## WORK INSTRUCTION
Reproduce all the entries precisely.

## MATERIALS PROVIDED

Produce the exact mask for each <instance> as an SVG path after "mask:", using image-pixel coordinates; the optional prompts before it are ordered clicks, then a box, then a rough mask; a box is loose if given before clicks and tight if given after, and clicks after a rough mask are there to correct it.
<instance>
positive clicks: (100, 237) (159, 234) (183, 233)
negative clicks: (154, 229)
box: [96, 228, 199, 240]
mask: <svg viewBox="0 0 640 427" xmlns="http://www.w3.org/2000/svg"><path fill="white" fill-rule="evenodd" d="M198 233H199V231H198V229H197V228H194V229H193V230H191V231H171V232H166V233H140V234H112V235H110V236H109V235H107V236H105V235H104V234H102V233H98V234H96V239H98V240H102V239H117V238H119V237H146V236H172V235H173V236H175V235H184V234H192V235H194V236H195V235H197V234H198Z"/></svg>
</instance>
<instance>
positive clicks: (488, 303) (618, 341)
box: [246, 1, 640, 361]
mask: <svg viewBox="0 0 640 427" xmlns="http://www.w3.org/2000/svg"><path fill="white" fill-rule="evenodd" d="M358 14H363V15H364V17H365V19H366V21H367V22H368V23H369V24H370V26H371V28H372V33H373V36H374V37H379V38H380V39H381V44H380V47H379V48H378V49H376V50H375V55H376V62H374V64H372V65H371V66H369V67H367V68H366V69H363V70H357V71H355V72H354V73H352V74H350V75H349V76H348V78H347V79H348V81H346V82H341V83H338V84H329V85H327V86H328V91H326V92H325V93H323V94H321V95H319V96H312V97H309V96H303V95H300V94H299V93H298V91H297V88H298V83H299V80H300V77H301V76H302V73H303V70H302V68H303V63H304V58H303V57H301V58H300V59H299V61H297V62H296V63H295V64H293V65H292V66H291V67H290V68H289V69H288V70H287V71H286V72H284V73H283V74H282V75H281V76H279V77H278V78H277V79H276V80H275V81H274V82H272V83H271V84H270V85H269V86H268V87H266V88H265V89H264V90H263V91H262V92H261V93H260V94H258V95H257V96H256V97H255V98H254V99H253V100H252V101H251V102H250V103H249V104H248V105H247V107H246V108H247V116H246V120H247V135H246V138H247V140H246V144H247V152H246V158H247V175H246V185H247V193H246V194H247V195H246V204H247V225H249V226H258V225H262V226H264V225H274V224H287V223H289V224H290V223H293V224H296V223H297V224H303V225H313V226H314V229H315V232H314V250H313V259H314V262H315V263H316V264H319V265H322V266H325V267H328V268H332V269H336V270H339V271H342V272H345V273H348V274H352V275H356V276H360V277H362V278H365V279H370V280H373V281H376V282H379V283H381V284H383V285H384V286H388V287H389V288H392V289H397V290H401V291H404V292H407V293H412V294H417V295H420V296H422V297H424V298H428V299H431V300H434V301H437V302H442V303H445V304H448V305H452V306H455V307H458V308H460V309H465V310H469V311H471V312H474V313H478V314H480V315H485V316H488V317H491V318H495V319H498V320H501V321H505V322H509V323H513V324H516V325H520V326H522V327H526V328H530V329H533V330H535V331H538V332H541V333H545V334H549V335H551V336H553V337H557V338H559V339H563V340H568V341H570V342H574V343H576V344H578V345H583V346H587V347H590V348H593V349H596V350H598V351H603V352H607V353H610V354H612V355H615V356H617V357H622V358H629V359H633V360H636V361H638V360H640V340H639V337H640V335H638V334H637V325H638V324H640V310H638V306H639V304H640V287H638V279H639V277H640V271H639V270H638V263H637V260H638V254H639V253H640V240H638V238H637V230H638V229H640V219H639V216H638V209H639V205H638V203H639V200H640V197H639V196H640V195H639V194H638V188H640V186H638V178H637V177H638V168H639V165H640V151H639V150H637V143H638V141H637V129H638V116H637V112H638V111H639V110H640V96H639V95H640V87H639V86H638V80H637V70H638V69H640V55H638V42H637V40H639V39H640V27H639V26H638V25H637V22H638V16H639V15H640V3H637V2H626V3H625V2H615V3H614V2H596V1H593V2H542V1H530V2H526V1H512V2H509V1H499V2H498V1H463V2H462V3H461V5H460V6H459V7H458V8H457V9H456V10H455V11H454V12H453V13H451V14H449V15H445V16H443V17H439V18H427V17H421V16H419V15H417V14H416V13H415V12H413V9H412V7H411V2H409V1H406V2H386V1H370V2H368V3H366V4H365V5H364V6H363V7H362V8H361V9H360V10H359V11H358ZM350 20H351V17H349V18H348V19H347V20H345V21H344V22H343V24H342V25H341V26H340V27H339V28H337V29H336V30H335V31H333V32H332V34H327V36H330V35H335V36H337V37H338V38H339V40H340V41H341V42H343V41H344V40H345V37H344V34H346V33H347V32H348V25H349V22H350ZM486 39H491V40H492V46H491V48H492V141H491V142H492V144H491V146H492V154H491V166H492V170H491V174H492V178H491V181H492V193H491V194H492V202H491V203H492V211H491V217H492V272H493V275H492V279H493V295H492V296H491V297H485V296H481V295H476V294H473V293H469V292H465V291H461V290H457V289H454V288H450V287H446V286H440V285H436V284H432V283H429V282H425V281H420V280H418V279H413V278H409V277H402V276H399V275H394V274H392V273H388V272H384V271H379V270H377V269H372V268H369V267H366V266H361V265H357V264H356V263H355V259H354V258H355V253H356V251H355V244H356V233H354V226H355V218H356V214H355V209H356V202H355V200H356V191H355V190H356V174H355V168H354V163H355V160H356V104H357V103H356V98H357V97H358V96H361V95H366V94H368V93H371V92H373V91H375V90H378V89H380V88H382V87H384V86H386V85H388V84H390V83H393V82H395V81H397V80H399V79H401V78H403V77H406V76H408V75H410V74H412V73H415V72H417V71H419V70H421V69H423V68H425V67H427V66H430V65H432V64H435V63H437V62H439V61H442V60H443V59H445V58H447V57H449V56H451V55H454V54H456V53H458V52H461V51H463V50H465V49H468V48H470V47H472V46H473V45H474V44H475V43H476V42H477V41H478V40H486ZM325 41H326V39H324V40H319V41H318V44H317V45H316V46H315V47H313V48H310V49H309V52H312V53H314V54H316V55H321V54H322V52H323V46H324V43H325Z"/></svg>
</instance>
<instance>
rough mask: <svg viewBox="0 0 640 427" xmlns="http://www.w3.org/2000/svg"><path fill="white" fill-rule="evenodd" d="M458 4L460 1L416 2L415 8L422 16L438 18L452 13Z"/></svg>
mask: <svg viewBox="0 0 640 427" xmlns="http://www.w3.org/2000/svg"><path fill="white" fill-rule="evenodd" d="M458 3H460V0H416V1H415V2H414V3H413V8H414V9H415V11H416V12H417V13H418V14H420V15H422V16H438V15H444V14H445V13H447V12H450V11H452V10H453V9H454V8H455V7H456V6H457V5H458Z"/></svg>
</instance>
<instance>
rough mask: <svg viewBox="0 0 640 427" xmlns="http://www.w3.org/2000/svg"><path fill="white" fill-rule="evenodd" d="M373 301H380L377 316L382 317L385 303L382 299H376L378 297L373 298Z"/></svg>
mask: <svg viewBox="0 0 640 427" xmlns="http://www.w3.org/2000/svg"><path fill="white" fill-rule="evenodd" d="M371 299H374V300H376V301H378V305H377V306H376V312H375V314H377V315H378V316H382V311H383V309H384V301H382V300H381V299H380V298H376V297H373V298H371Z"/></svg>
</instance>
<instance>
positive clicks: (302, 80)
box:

## WRITTEN RESPONSE
Produce the exact mask for each <instance> as an SVG path after "mask:", using image-pixel coordinates; the optional prompts before it are ordered clicks, then a box, then a rough mask; a box is loose if given before clicks and tight if given after, and clicks after a rough mask are there to correct it.
<instance>
positive clicks: (100, 237) (159, 234) (183, 233)
negative clicks: (154, 229)
box: [96, 228, 199, 240]
mask: <svg viewBox="0 0 640 427" xmlns="http://www.w3.org/2000/svg"><path fill="white" fill-rule="evenodd" d="M198 233H199V231H198V229H197V228H194V229H193V230H191V231H171V232H166V233H140V234H112V235H110V236H109V235H107V236H105V235H104V234H102V233H98V234H96V239H98V240H102V239H117V238H119V237H146V236H172V235H173V236H175V235H184V234H192V235H194V236H195V235H197V234H198Z"/></svg>
</instance>
<instance>
positive clicks: (488, 303) (618, 341)
box: [246, 1, 640, 361]
mask: <svg viewBox="0 0 640 427" xmlns="http://www.w3.org/2000/svg"><path fill="white" fill-rule="evenodd" d="M358 14H363V15H364V17H365V19H366V21H367V22H368V23H369V24H370V26H371V28H372V33H373V36H374V37H379V38H380V39H381V44H380V47H379V48H378V49H376V50H375V55H376V62H374V64H372V65H371V66H369V67H367V68H366V69H363V70H357V71H355V72H354V73H352V74H350V75H349V76H348V78H347V79H348V81H346V82H341V83H338V84H329V85H327V86H328V91H326V92H325V93H323V94H321V95H319V96H312V97H309V96H303V95H300V94H299V93H298V91H297V88H298V83H299V80H300V77H301V76H302V73H303V70H302V68H303V63H304V58H303V57H301V58H300V59H299V61H297V62H296V63H295V64H293V65H292V66H291V67H290V68H289V69H288V70H287V71H286V72H284V73H283V74H282V75H281V76H279V77H278V78H277V79H276V80H275V81H274V82H272V83H271V84H270V85H269V86H268V87H266V88H265V89H264V90H263V91H262V92H261V93H260V94H258V95H257V96H256V97H255V98H254V99H253V100H252V101H251V102H250V103H249V104H248V105H247V107H246V108H247V116H246V120H247V135H246V138H247V140H246V144H247V152H246V158H247V175H246V185H247V193H246V194H247V195H246V204H247V225H249V226H258V225H262V226H264V225H274V224H287V223H289V224H290V223H293V224H296V223H297V224H303V225H313V226H314V229H315V232H314V250H313V259H314V262H315V263H316V264H319V265H322V266H325V267H328V268H332V269H336V270H339V271H342V272H345V273H348V274H352V275H356V276H360V277H362V278H365V279H370V280H373V281H376V282H379V283H381V284H383V285H384V286H388V287H389V288H392V289H397V290H401V291H404V292H407V293H412V294H417V295H420V296H422V297H424V298H428V299H431V300H434V301H437V302H442V303H445V304H448V305H452V306H455V307H458V308H460V309H465V310H469V311H471V312H474V313H478V314H480V315H485V316H488V317H491V318H495V319H498V320H501V321H505V322H509V323H513V324H516V325H520V326H522V327H526V328H530V329H533V330H535V331H538V332H541V333H545V334H549V335H551V336H553V337H557V338H559V339H563V340H568V341H570V342H574V343H576V344H578V345H583V346H587V347H590V348H593V349H596V350H598V351H603V352H607V353H610V354H612V355H615V356H617V357H622V358H629V359H633V360H636V361H638V360H640V340H639V337H640V335H638V334H637V325H638V324H640V310H638V306H639V304H640V287H638V279H639V277H640V271H639V270H638V263H637V260H638V254H639V253H640V240H638V238H637V230H638V229H640V219H639V216H638V209H639V205H638V203H639V200H640V197H639V196H640V195H639V194H638V188H640V186H638V178H637V177H638V168H639V165H640V151H639V150H637V143H638V141H637V129H638V116H637V112H638V111H639V110H640V96H639V95H640V87H639V86H638V80H637V70H638V69H640V55H638V42H637V40H639V39H640V27H639V26H638V25H637V22H638V16H639V15H640V3H637V2H626V3H625V2H615V3H614V2H596V1H593V2H542V1H530V2H526V1H512V2H509V1H499V2H498V1H463V2H462V3H461V5H460V6H459V7H458V8H457V9H456V10H455V11H454V12H453V13H451V14H449V15H445V16H443V17H439V18H427V17H421V16H419V15H417V14H416V13H415V12H413V9H412V7H411V2H409V1H406V2H386V1H370V2H368V3H366V4H365V5H364V6H363V7H362V8H361V9H360V10H359V11H358ZM350 20H351V17H349V18H348V19H347V20H345V21H344V22H343V24H342V25H341V26H340V27H339V28H337V29H336V30H335V31H333V32H332V34H327V36H330V35H335V36H337V37H338V38H339V40H340V41H341V42H343V41H344V40H345V37H344V34H346V33H347V32H348V25H349V22H350ZM486 39H491V40H492V46H491V48H492V141H491V142H492V144H491V146H492V154H491V166H492V170H491V174H492V178H491V181H492V193H491V194H492V202H491V203H492V211H491V217H492V272H493V275H492V279H493V295H492V296H491V297H485V296H481V295H476V294H473V293H469V292H465V291H461V290H457V289H454V288H450V287H446V286H440V285H436V284H432V283H429V282H425V281H420V280H418V279H413V278H409V277H402V276H399V275H394V274H392V273H388V272H384V271H379V270H377V269H372V268H369V267H366V266H361V265H357V264H356V263H355V259H354V258H355V253H356V251H355V244H356V233H354V226H355V218H356V214H355V209H356V202H355V200H356V191H355V190H356V174H355V168H354V163H355V160H356V104H357V103H356V98H357V97H358V96H361V95H366V94H368V93H371V92H373V91H375V90H378V89H380V88H382V87H384V86H386V85H388V84H390V83H393V82H395V81H397V80H399V79H401V78H403V77H406V76H408V75H410V74H412V73H415V72H417V71H419V70H421V69H423V68H425V67H427V66H430V65H432V64H435V63H437V62H439V61H442V60H443V59H445V58H447V57H449V56H451V55H454V54H456V53H458V52H461V51H463V50H465V49H468V48H470V47H472V46H473V45H474V44H475V43H476V42H477V41H478V40H486ZM325 41H326V39H324V40H319V41H318V44H317V45H316V46H315V47H313V48H310V49H309V52H312V53H314V54H316V55H321V54H322V52H323V46H324V43H325Z"/></svg>
</instance>
<instance>
rough mask: <svg viewBox="0 0 640 427" xmlns="http://www.w3.org/2000/svg"><path fill="white" fill-rule="evenodd" d="M458 4L460 1L416 2L415 8L422 16L438 18L452 13Z"/></svg>
mask: <svg viewBox="0 0 640 427" xmlns="http://www.w3.org/2000/svg"><path fill="white" fill-rule="evenodd" d="M458 3H460V0H416V1H415V2H414V3H413V8H414V9H415V11H416V12H417V13H418V14H420V15H422V16H438V15H444V14H445V13H447V12H450V11H452V10H453V9H454V8H455V7H456V6H457V5H458Z"/></svg>
</instance>
<instance>
rough mask: <svg viewBox="0 0 640 427" xmlns="http://www.w3.org/2000/svg"><path fill="white" fill-rule="evenodd" d="M373 301H380L377 316L382 317L385 303L382 299H376L378 297L373 298Z"/></svg>
mask: <svg viewBox="0 0 640 427" xmlns="http://www.w3.org/2000/svg"><path fill="white" fill-rule="evenodd" d="M371 299H374V300H376V301H378V305H377V306H376V312H375V314H377V315H378V316H382V311H383V309H384V301H382V300H381V299H380V298H376V297H373V298H371Z"/></svg>
</instance>
<instance>
positive clicks: (302, 80)
box:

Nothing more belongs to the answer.